WHAT TO PRODUCE: From the entries below, gather each line containing the word "black".

AVAILABLE RECORDS:
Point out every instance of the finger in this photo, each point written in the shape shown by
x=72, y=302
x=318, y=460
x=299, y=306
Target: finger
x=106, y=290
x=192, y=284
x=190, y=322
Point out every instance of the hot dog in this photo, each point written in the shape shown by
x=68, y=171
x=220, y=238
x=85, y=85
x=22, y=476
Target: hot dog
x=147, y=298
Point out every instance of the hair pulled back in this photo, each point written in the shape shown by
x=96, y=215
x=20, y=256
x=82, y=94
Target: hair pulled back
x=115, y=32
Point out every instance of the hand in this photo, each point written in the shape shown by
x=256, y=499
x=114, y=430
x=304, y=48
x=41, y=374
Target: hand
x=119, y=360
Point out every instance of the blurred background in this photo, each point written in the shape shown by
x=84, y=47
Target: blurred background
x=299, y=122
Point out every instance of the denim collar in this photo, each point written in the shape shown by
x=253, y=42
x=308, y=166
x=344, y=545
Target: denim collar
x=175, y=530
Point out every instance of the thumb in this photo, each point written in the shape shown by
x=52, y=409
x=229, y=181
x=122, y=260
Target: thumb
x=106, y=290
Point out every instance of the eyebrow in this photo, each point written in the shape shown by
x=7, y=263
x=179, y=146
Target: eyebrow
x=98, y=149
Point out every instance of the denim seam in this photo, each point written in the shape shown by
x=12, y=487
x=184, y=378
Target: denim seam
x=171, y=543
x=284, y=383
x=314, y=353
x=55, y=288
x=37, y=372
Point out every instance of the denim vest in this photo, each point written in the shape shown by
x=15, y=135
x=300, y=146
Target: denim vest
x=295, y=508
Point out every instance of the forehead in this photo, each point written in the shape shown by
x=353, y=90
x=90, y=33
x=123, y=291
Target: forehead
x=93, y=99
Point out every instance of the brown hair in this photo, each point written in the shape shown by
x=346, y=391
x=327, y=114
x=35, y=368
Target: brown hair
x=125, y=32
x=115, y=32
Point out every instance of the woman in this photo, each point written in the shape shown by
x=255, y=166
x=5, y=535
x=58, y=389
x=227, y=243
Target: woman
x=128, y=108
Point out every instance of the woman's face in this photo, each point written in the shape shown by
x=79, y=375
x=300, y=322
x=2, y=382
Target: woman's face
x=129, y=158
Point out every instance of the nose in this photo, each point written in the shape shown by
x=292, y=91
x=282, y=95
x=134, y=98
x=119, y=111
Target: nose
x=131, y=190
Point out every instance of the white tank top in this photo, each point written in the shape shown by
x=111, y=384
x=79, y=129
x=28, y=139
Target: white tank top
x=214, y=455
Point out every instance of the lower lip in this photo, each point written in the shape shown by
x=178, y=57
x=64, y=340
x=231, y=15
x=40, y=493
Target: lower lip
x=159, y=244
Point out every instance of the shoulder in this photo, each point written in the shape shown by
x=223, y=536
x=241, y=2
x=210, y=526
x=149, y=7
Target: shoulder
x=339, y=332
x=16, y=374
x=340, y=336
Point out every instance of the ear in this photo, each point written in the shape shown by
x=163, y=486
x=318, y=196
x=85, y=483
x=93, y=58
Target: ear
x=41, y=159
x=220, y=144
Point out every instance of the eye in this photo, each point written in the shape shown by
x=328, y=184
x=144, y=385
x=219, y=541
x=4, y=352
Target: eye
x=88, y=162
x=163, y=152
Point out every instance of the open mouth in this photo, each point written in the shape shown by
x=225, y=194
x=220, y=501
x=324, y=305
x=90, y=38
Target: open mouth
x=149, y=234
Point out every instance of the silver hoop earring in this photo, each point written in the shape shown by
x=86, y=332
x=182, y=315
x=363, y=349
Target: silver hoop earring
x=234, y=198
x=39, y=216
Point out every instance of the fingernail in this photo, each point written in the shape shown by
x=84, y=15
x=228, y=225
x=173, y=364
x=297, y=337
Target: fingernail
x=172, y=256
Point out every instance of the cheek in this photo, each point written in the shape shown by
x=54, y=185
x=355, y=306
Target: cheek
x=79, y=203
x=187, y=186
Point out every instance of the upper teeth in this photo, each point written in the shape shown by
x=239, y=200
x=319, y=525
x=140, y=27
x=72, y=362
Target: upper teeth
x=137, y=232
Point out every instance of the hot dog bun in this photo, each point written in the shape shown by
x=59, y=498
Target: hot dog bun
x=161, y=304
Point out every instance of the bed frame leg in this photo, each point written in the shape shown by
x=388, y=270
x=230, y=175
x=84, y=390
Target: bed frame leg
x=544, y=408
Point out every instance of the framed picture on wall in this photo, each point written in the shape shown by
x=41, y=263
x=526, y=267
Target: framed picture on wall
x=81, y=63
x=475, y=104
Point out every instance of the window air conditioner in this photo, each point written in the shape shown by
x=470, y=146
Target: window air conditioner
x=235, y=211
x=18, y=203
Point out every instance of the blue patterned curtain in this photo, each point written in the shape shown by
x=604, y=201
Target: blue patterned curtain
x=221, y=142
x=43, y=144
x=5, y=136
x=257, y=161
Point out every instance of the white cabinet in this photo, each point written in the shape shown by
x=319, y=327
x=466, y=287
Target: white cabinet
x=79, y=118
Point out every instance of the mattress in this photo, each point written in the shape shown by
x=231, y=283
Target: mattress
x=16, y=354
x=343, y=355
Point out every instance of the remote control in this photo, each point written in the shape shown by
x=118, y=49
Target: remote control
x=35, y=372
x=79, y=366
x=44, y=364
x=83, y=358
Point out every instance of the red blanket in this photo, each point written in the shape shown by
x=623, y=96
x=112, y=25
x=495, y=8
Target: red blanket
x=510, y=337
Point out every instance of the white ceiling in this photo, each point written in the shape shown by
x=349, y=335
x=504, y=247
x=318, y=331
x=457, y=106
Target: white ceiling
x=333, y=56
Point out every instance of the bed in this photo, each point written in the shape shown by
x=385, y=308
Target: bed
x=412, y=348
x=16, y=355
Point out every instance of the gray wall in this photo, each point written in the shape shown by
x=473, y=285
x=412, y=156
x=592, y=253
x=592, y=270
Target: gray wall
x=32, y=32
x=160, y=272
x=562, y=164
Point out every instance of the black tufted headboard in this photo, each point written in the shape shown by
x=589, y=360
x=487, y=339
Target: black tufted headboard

TASK RESULT:
Point out every instance of the black tufted headboard in this photo, each point written in the shape shown by
Target: black tufted headboard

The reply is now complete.